[Raw data]

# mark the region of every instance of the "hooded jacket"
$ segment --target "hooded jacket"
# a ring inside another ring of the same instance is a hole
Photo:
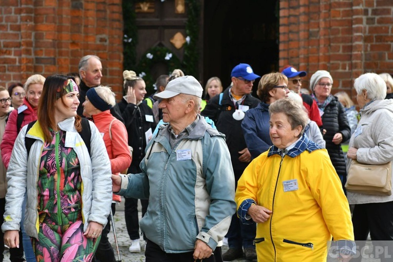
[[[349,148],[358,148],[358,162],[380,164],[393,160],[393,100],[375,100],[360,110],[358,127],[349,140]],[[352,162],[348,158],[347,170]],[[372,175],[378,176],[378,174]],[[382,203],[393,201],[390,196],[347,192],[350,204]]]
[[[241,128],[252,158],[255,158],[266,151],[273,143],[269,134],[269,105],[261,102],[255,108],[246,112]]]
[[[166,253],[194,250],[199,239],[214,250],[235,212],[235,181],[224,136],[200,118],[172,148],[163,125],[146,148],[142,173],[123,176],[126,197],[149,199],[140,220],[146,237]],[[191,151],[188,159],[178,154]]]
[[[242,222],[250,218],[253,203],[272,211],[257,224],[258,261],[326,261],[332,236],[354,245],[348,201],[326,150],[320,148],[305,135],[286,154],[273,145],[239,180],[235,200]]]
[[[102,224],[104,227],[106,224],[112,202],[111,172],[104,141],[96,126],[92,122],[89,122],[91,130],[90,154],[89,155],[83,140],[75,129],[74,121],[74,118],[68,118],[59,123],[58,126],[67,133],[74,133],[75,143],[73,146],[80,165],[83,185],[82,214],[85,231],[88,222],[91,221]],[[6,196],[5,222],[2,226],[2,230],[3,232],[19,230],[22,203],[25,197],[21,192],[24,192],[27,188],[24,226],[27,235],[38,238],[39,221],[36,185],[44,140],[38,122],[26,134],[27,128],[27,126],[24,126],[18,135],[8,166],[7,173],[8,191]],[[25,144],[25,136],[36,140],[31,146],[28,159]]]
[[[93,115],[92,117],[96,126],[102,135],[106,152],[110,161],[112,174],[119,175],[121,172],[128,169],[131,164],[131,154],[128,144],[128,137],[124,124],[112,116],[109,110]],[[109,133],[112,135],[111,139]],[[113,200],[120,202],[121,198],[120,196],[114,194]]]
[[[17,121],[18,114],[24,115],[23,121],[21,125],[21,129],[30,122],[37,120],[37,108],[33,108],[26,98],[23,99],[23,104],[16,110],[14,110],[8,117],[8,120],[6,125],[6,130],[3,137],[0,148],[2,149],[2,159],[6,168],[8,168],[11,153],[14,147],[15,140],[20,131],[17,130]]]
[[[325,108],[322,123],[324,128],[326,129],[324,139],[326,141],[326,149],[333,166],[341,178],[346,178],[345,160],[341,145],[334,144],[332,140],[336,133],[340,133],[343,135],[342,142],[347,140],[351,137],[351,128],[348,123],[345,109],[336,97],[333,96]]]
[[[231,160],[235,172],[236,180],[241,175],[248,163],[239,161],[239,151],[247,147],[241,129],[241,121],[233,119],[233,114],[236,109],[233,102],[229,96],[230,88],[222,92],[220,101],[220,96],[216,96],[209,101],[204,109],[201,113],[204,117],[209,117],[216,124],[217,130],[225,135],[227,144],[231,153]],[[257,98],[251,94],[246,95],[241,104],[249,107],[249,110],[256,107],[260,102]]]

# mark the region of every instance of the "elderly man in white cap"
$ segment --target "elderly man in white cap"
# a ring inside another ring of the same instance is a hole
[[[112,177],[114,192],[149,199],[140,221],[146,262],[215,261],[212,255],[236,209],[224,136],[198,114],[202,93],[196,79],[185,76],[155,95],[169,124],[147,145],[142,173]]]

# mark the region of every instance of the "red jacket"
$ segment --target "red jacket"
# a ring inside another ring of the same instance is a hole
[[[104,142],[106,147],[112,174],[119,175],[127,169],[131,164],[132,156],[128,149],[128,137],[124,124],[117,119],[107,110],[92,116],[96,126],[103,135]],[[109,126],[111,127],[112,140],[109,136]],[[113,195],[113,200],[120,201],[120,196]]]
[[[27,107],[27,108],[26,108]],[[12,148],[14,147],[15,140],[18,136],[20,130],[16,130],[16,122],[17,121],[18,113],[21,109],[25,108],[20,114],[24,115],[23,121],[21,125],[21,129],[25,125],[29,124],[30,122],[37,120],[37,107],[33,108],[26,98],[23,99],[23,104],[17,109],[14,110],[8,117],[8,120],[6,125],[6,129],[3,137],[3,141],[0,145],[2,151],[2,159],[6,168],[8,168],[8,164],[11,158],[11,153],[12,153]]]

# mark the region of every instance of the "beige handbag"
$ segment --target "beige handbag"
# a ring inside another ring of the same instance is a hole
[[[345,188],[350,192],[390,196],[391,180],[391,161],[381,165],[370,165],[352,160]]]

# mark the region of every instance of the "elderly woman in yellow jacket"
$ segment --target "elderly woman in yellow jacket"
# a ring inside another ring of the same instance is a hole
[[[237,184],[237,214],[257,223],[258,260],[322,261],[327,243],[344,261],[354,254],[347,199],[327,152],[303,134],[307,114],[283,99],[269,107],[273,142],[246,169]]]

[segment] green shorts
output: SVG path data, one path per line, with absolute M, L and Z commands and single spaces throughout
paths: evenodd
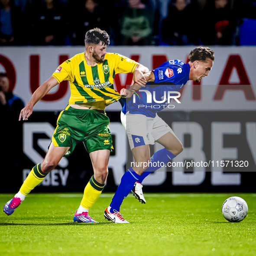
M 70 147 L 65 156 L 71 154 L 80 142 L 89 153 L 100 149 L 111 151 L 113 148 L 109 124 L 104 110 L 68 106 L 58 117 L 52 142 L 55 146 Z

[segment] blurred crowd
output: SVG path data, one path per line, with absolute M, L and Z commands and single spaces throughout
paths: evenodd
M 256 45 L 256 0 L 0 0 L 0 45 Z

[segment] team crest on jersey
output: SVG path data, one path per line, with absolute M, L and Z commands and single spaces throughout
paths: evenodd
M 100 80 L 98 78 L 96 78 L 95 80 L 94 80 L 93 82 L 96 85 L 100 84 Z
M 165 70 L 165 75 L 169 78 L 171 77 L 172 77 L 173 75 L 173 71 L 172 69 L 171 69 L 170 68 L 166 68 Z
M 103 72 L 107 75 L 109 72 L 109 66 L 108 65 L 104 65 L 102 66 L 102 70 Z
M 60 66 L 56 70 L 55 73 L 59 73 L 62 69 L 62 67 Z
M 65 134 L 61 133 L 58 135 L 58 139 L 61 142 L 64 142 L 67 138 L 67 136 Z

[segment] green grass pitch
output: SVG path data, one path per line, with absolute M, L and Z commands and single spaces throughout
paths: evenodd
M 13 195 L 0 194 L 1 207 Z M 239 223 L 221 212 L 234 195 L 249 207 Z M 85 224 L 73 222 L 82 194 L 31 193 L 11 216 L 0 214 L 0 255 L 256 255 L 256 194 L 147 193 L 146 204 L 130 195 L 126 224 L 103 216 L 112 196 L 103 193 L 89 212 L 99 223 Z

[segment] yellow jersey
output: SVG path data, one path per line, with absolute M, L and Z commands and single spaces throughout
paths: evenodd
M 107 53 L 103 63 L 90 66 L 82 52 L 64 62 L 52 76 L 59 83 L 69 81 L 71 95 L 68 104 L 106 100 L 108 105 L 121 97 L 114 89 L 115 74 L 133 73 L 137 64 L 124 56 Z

What to work on —
Could you rescale the data between the lines holding "[segment] green shorts" and "M 13 195 L 0", inclusive, by writing every line out again with each path coordinate multiplied by 0.25 and rounded to a whole number, halves rounded up? Leave the pictures out of your answer.

Result for this exercise —
[segment] green shorts
output: SVG path data, one path per line, with absolute M, L and Z commands and single spaces throughout
paths: evenodd
M 18 37 L 16 39 L 18 39 L 20 36 L 22 38 L 25 37 L 28 38 L 28 37 L 27 31 L 26 28 L 17 27 L 15 29 L 13 36 L 14 37 Z

[segment] blurred crowd
output: SVG path data, one path per line, with absolute M, L and Z commands and single spaces throughout
paths: evenodd
M 64 11 L 64 0 L 0 0 L 0 11 Z

[segment] team crest on jersey
output: SVG path data, one path per line, with absolute M, L and Z commands and single spaces throughout
paths: evenodd
M 25 20 L 25 20 L 24 20 L 24 20 L 24 20 L 23 21 L 24 21 L 25 21 Z
M 41 18 L 41 19 L 42 20 L 43 19 L 43 19 L 43 19 L 43 18 L 43 17 L 43 17 L 43 17 L 42 17 Z
M 26 18 L 27 19 L 27 18 L 27 17 L 27 16 L 26 16 L 26 17 L 26 18 Z
M 15 17 L 14 18 L 14 18 L 15 18 L 16 17 L 16 17 Z
M 16 34 L 15 33 L 15 34 L 15 35 L 15 36 L 16 36 L 17 35 L 17 34 Z

[segment] green grass pitch
output: SVG path data, one path per line, with absolute M, L and Z commands and single spaces throughout
paths: evenodd
M 3 49 L 0 49 L 0 52 Z M 60 56 L 55 53 L 59 49 L 62 52 Z M 21 56 L 18 56 L 21 49 L 8 48 L 3 54 L 0 54 L 0 64 L 64 64 L 64 49 L 37 48 L 37 51 L 33 49 L 32 56 L 26 54 L 28 49 L 26 48 L 22 53 L 25 56 Z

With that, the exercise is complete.